◆ **TEXT BLOCK**
>>>

My sentiments about learning can be summed up in one quote by my personal hero, Mr. Keating of the movie Dead Poet's Society. Mr. Keating says, "Boys, you must strive to find your own voice. Because the longer you wait to begin, the less likely you are to find it at all. Thoreau said, 'Most men lead lives of quiet desperation.' Don't be resigned to that. Break out!" This is what teaching is supposed to be encouraging students to actively chase the knowledge they need to form their own opinions, rather than spit out information they hear or memorize. And this is what drives me to help students.
My experience working with students is predominantly through my local temple where I used to teach and mentor children in grades 1-3 about religion, philosophy, and culture in a way that would be easy for that age group to understand. I currently teach the same topics to teenagers in high school and young adults pursuing an undergraduate degree. As for my own education, I currently attend Drexel University, majoring in Health Sciences and minoring in Business Administration. I am also in the College of Nursing and Health Professions' six year accelerated program that will earn me a Bachelors of Science by 2018 and Doctorate of Physical Therapy by 2020.
Education & Certification
Undergraduate Degree: Drexel University - Current Undergrad, Health Sciences
drawing/composition, photography, dance, knitting, baking, fashion
Q & A
What is your teaching philosophy?
Learning should be an active experience for everyone. It is hard for a student to understand and remember a concept if it is taught passively with an expectation that the student will simply memorize information and recite it when asked. The application of information is more important than memorization. To make a student actively learn, the information must be presented in a way that the student can understand how to apply it to his/her own life and in real scenarios.
What might you do in a typical first session with a student?
I would first understand what the student is currently studying and where they might need some clarification or even help understanding. From there, I would look at what notes the teacher has provided and try to help the student make sense of it. Using practice problems, I would help the student practice using the newfound knowledge.
How can you help a student become an independent learner?
It might be easy to show a student how to solve a problem and then move on, but to encourage independent learning, it is more effective to guide the student to solve the problem on his/her own with assistance.

<<<

◆ **Stored data entries**
>>>

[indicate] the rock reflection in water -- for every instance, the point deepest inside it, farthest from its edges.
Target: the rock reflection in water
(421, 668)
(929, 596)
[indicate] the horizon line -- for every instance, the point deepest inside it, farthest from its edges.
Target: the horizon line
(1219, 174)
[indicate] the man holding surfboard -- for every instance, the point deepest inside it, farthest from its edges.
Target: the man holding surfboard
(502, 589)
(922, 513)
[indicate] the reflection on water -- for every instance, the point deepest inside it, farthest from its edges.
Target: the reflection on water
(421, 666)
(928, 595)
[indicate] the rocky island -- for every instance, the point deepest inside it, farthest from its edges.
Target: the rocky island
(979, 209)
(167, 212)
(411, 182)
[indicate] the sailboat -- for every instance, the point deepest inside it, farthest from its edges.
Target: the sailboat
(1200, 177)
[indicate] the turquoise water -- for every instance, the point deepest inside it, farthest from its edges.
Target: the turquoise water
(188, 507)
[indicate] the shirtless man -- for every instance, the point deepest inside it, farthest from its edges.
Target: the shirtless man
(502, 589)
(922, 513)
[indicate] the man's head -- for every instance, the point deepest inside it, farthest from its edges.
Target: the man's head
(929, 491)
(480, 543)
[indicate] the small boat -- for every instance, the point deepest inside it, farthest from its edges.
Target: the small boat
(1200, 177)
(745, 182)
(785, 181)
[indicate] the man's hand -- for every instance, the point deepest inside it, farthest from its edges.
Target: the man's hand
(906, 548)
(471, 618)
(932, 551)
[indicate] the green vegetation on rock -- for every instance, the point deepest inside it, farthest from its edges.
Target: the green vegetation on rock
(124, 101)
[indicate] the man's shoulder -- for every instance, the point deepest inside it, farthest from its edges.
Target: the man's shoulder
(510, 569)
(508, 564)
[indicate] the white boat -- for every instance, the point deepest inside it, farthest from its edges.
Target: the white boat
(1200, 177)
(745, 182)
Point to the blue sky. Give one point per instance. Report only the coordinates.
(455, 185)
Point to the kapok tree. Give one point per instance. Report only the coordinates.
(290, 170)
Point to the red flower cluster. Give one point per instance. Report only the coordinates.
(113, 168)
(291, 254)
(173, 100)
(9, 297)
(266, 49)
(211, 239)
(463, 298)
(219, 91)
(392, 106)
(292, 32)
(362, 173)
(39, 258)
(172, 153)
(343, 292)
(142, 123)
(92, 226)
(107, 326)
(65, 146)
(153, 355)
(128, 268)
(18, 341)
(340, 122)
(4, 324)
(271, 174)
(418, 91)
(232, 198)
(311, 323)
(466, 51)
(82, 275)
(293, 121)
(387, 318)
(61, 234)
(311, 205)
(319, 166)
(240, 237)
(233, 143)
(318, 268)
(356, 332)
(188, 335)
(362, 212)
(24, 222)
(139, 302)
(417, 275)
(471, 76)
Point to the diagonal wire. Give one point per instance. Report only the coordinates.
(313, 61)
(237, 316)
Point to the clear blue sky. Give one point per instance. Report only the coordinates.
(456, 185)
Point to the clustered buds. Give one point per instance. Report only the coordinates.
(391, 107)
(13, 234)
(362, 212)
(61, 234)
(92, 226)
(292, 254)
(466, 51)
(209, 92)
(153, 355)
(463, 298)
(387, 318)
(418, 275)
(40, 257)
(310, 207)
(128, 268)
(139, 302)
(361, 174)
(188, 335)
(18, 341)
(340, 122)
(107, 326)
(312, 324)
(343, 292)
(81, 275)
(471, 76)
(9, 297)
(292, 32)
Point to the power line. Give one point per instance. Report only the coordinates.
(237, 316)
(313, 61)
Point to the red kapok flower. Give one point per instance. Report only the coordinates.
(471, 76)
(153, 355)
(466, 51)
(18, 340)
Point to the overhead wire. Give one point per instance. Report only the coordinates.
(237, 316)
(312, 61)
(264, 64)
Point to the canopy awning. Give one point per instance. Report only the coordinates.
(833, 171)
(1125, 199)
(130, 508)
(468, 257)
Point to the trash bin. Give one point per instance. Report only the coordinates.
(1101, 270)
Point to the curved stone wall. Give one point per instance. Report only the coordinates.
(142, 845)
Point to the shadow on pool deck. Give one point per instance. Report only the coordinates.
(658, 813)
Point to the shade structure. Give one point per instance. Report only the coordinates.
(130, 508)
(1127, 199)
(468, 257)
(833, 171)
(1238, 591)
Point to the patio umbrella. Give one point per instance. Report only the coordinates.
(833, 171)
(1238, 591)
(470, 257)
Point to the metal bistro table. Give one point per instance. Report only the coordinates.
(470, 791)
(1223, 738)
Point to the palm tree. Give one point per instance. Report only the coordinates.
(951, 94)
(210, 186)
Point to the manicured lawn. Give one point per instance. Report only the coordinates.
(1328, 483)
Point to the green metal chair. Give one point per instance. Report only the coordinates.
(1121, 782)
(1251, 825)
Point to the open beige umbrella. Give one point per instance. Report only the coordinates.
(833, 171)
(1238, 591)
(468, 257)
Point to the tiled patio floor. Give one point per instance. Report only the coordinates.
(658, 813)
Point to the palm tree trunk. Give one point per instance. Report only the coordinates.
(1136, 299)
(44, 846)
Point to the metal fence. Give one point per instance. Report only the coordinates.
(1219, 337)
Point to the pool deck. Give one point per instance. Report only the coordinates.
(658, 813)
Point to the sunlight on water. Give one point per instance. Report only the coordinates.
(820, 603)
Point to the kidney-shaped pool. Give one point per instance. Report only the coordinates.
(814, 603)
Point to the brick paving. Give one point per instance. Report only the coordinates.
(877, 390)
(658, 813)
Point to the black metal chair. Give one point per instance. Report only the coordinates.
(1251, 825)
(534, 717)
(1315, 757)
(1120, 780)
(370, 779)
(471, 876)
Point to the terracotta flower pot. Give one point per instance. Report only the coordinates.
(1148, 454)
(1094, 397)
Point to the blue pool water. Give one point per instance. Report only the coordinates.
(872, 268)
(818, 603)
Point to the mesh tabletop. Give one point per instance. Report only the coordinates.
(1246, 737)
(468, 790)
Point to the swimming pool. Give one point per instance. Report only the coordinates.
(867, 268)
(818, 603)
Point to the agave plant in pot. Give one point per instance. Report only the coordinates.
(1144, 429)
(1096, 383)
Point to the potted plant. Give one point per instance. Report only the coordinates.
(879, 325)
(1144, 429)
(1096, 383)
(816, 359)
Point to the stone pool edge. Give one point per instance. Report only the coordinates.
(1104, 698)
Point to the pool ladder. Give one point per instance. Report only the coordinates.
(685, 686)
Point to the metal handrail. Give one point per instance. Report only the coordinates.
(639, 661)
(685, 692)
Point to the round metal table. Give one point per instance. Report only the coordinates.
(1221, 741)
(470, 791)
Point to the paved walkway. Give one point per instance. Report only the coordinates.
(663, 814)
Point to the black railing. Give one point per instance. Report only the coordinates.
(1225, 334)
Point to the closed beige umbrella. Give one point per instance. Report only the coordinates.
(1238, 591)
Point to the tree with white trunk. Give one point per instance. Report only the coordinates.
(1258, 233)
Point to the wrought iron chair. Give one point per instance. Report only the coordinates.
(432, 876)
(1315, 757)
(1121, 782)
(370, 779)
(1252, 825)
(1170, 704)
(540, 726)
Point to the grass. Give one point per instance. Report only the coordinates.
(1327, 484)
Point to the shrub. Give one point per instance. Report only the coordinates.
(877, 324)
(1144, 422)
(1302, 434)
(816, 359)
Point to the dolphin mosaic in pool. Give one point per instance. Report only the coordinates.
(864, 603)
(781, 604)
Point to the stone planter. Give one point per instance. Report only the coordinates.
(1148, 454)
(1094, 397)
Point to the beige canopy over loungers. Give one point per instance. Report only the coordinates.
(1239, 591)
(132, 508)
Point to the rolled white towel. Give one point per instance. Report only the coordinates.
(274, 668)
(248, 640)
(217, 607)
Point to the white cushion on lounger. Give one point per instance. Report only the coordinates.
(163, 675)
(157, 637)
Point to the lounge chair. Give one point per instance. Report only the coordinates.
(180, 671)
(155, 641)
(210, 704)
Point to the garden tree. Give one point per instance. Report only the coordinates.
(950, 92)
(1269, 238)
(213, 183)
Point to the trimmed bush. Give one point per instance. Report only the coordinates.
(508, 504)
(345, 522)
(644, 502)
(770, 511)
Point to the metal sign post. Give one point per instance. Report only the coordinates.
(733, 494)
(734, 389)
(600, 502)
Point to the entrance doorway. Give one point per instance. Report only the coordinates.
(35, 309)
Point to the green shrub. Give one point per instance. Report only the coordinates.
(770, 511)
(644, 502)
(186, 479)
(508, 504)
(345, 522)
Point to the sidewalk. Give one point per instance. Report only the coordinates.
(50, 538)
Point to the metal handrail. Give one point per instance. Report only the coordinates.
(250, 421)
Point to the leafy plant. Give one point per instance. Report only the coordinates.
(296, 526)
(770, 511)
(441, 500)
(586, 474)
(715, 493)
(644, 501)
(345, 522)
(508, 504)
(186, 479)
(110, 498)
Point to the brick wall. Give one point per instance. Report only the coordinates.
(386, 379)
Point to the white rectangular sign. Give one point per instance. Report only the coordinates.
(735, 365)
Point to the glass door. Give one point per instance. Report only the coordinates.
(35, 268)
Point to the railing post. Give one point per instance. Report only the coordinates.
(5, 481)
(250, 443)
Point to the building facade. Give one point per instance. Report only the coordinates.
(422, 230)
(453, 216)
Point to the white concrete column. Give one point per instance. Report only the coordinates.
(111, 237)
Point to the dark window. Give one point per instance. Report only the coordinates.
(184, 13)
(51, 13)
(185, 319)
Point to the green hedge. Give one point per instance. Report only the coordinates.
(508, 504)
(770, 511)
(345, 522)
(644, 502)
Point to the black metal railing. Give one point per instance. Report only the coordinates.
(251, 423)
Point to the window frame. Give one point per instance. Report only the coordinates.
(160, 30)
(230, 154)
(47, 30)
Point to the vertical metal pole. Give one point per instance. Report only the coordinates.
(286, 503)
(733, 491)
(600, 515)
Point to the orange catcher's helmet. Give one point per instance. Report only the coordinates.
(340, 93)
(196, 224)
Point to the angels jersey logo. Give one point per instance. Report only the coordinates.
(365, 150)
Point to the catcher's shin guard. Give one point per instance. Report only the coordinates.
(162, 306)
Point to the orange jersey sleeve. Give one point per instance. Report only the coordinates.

<<<

◆ **TASKS AND EXERCISES**
a - Duplicate the tutor profile from "I would first" up to and including "own with assistance.".
b - Rewrite the paragraph of the tutor profile that begins "My experience working with students" as a short list that keeps its main facts.
c - According to the tutor profile, what does the writer major in at Drexel University?

◆ **TASK ANSWERS**
a -
I would first understand what the student is currently studying and where they might need some clarification or even help understanding. From there, I would look at what notes the teacher has provided and try to help the student make sense of it. Using practice problems, I would help the student practice using the newfound knowledge.
How can you help a student become an independent learner?
It might be easy to show a student how to solve a problem and then move on, but to encourage independent learning, it is more effective to guide the student to solve the problem on his/her own with assistance.

b -
- Taught and mentored children in grades 1-3 at a local temple in religion, philosophy, and culture, at a level suited to their age
- Currently teaches the same topics to high school teenagers and undergraduate young adults
- Attends Drexel University, majoring in Health Sciences and minoring in Business Administration
- Enrolled in the College of Nursing and Health Professions' six-year accelerated program, earning a Bachelor of Science by 2018 and a Doctorate of Physical Therapy by 2020

c - Health Sciences.